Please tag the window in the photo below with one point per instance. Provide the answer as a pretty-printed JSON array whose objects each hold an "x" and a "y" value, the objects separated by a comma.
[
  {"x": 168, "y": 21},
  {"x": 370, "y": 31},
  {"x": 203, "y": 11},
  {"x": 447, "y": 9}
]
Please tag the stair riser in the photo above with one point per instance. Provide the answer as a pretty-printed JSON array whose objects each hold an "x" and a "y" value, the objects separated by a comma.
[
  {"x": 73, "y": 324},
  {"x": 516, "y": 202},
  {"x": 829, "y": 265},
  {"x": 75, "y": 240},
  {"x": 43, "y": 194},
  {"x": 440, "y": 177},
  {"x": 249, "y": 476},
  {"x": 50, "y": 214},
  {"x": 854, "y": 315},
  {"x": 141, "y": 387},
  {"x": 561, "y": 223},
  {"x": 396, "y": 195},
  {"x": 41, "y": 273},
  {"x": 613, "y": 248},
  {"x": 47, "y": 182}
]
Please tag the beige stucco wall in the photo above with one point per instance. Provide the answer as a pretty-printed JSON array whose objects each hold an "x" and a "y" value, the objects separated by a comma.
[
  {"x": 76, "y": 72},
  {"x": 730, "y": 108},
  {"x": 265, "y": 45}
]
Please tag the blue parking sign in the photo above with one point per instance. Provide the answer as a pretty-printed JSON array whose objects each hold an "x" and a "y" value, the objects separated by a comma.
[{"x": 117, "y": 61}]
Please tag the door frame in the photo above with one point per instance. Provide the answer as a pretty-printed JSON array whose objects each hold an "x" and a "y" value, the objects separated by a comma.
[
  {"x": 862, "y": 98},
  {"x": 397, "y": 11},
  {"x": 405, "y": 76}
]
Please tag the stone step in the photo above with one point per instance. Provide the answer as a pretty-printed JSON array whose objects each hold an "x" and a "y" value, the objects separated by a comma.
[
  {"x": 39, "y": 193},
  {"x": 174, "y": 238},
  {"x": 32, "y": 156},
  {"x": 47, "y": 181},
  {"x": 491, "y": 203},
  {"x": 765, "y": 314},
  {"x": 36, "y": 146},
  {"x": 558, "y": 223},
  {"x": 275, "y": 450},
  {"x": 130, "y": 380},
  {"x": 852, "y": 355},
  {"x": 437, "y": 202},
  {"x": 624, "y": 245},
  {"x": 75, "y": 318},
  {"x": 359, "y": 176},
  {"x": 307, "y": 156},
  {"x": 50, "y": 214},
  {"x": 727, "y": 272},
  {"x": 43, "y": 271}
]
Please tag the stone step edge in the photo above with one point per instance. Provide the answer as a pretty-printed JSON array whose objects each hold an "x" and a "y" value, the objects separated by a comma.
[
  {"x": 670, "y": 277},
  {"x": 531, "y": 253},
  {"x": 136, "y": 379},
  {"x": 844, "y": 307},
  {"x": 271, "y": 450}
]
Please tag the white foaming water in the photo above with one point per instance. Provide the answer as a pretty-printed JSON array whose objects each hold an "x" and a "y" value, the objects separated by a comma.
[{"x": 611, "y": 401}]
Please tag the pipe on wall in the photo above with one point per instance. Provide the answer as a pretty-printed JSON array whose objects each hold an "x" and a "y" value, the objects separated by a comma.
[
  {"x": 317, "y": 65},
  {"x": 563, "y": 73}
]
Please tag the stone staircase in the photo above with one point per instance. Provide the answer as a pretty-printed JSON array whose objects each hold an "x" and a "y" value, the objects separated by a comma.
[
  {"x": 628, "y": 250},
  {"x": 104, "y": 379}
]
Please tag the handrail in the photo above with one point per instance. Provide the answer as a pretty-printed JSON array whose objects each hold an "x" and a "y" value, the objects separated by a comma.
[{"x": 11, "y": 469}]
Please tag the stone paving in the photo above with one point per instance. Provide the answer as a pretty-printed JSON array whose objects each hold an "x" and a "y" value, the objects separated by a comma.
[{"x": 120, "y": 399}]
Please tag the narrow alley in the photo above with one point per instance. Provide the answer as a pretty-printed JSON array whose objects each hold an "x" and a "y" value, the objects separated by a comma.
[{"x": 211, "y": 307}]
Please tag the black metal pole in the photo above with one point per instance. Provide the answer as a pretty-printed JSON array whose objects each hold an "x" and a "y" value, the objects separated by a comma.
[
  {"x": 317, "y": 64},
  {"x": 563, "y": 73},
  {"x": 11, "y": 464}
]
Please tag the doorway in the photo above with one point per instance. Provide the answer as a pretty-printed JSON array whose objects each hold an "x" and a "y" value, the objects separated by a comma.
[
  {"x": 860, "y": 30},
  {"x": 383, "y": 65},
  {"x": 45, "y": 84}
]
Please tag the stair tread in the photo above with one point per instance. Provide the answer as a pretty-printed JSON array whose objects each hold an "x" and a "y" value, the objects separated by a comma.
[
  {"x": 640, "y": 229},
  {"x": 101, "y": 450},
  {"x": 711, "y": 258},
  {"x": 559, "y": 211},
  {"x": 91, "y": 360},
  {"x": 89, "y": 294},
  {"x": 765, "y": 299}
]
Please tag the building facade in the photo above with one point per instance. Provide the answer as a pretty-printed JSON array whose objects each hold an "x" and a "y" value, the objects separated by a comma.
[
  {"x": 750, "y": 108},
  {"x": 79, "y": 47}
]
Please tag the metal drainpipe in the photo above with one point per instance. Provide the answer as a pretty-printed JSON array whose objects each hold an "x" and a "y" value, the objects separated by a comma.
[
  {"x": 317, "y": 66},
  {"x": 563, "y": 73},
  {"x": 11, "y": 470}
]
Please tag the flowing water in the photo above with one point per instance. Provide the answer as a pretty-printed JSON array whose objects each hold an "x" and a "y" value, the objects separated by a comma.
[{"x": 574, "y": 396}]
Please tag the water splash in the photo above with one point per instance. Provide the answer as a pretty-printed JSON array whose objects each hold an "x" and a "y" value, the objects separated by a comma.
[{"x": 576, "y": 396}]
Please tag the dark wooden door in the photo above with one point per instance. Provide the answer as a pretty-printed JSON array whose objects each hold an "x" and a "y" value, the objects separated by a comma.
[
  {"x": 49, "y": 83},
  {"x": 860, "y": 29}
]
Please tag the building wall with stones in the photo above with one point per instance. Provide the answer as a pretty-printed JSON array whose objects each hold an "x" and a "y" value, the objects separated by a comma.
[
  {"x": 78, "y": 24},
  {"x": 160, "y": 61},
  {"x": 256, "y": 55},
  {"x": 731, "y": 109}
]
==============================
**SET PROBLEM**
Reproduce all of the data above, putting "a single point for each instance" in place of "one point per instance" wherever it occurs and leaving everything else unchanged.

**FINAL RESULT**
Please tag the window in the photo below with a single point for each instance. Provide the answer as a pretty-printed JSON array whose objects each hold an "x" and a "y" value, the objects separated by a comma.
[
  {"x": 168, "y": 21},
  {"x": 370, "y": 31},
  {"x": 203, "y": 11},
  {"x": 447, "y": 9}
]
Please tag the stair riser in the photo above with a single point for each instance. Provide the answer as a pretty-printed JSON array whose objects each hold an "x" and a "y" value, the objects separated by a comma.
[
  {"x": 73, "y": 324},
  {"x": 516, "y": 202},
  {"x": 829, "y": 265},
  {"x": 75, "y": 240},
  {"x": 43, "y": 194},
  {"x": 440, "y": 177},
  {"x": 249, "y": 476},
  {"x": 50, "y": 214},
  {"x": 854, "y": 315},
  {"x": 141, "y": 387},
  {"x": 561, "y": 223},
  {"x": 396, "y": 195},
  {"x": 41, "y": 273},
  {"x": 613, "y": 248},
  {"x": 47, "y": 182}
]
Please tag the beige stucco wall in the photo above with a single point for each instance. Provide the answer as a pretty-printed JSON array whose objects each hold an "x" and a "y" value, the objects separated by a comma.
[
  {"x": 76, "y": 72},
  {"x": 730, "y": 108},
  {"x": 265, "y": 45}
]
Please tag the blue parking sign in the photo above with a single point for each instance. Provide the answer as a pretty-printed JSON array whose objects each hold an "x" and a "y" value, the objects separated by a comma.
[{"x": 117, "y": 61}]
Please tag the door frame in the photo above with a single point for each instance. Provide the answer as a pretty-printed JSON array whose objects each hold an "x" and a "y" value, the objects separated by a comma.
[
  {"x": 862, "y": 98},
  {"x": 397, "y": 11},
  {"x": 405, "y": 76}
]
Please tag the stone step in the photo above with a single point for each instance. Provide the answer as a pretty-printed JSON array whose objects each hold an "x" and a "y" value, the objects separated by a comma.
[
  {"x": 39, "y": 193},
  {"x": 174, "y": 238},
  {"x": 32, "y": 156},
  {"x": 47, "y": 181},
  {"x": 491, "y": 203},
  {"x": 765, "y": 314},
  {"x": 36, "y": 146},
  {"x": 558, "y": 223},
  {"x": 275, "y": 450},
  {"x": 130, "y": 380},
  {"x": 852, "y": 355},
  {"x": 437, "y": 202},
  {"x": 624, "y": 245},
  {"x": 75, "y": 318},
  {"x": 359, "y": 176},
  {"x": 307, "y": 156},
  {"x": 50, "y": 214},
  {"x": 727, "y": 272},
  {"x": 43, "y": 271}
]
Please tag the stone step edge in the photo above with a single point for each instance. Provide the answer as a pretty-printed JSON array whose objects each hold an "x" and a "y" value, the objects separated by a comma.
[
  {"x": 670, "y": 277},
  {"x": 531, "y": 253},
  {"x": 136, "y": 379},
  {"x": 844, "y": 307},
  {"x": 271, "y": 450}
]
Please tag the white foaming water in the photo above with a single point for each instance. Provide the answer as a pretty-printed JSON array whose objects each hold an "x" and a "y" value, the objects separated by a comma.
[{"x": 611, "y": 401}]
Please tag the pipe on wall in the photo above with a single point for each instance. Provide the answer as a pretty-printed JSON array whose objects each hold an "x" and a "y" value, the objects separated by a comma.
[
  {"x": 317, "y": 65},
  {"x": 563, "y": 73}
]
Please tag the stone staircase in the photo above with a single point for each instance. Provide the answer as a pretty-printed JSON array whose objects each hold an "x" and a "y" value, the objects separated by a comma.
[
  {"x": 628, "y": 250},
  {"x": 104, "y": 379}
]
Please tag the handrail in the photo above with a single point for each instance. Provide the answer as a pretty-printed JSON array whose objects each hold an "x" and a "y" value, the objects separated by a comma.
[{"x": 11, "y": 469}]
Please tag the stone paving in the photo above with a single point for each instance. Provide the answer as a pretty-printed JSON array whose objects each hold an "x" and a "y" value, the objects separated by a comma.
[{"x": 120, "y": 399}]
Please tag the narrow alley in the photo above with a single point for each instance. Provide the answer as a pretty-printed JSON array whose objects each hold an "x" and a "y" value, the objects separated by a comma.
[{"x": 211, "y": 307}]
Please tag the black metal pole in the photo above with a single point for each instance. Provide the answer as a pretty-printed JSON array whose objects each hold an "x" and a "y" value, the objects separated by a comma.
[
  {"x": 317, "y": 64},
  {"x": 563, "y": 73},
  {"x": 11, "y": 464}
]
Please tag the doorway in the photo above with a single point for each instance. Provide the answer as a pretty-printed JSON array whose objects each hold an "x" and a "y" value, the objects separated by a comma.
[
  {"x": 860, "y": 30},
  {"x": 383, "y": 65},
  {"x": 45, "y": 84}
]
Please tag the stair tread in the photo above with a single point for each instance. Provide the answer as a pretty-printed JSON array whose objects each hold an "x" and a "y" value, the objects separated by a comma.
[
  {"x": 640, "y": 229},
  {"x": 101, "y": 450},
  {"x": 711, "y": 258},
  {"x": 559, "y": 211},
  {"x": 91, "y": 360},
  {"x": 89, "y": 294},
  {"x": 765, "y": 299}
]
Please tag the building facade in the photo above with a single point for each instance. Provide the answer as a pretty-printed JSON array whose objects each hold an "x" and a "y" value, the objects separated by a comma.
[
  {"x": 750, "y": 108},
  {"x": 79, "y": 47}
]
Please tag the metal drainpipe in the photo above with a single point for each instance. Provide the answer as a pretty-printed JSON array whose objects each hold an "x" and a "y" value, the objects separated by a comma.
[
  {"x": 317, "y": 66},
  {"x": 563, "y": 73},
  {"x": 11, "y": 470}
]
Please tag the flowing water in the photo above with a single point for each instance. Provide the answer as a pretty-printed JSON array whose objects each hold an "x" and a "y" value, the objects separated by a comma.
[{"x": 574, "y": 396}]
Please tag the water splash in the photo above with a single point for each instance. Provide the answer as a pretty-printed JSON array whose objects each hold an "x" and a "y" value, the objects separated by a comma.
[{"x": 576, "y": 396}]
Please tag the dark wooden door in the photo above with a single point for each instance. Provide the answer as a pretty-printed JSON array whose objects each hold an "x" and a "y" value, the objects separated by a comma.
[
  {"x": 49, "y": 83},
  {"x": 860, "y": 29}
]
Please tag the building wall with stones in the photo above with a single point for each instance. Provide the answer as a pretty-printed JSON array whose objects each hold an "x" and a "y" value, the objects separated by a comma.
[
  {"x": 78, "y": 24},
  {"x": 160, "y": 61},
  {"x": 256, "y": 55},
  {"x": 731, "y": 109}
]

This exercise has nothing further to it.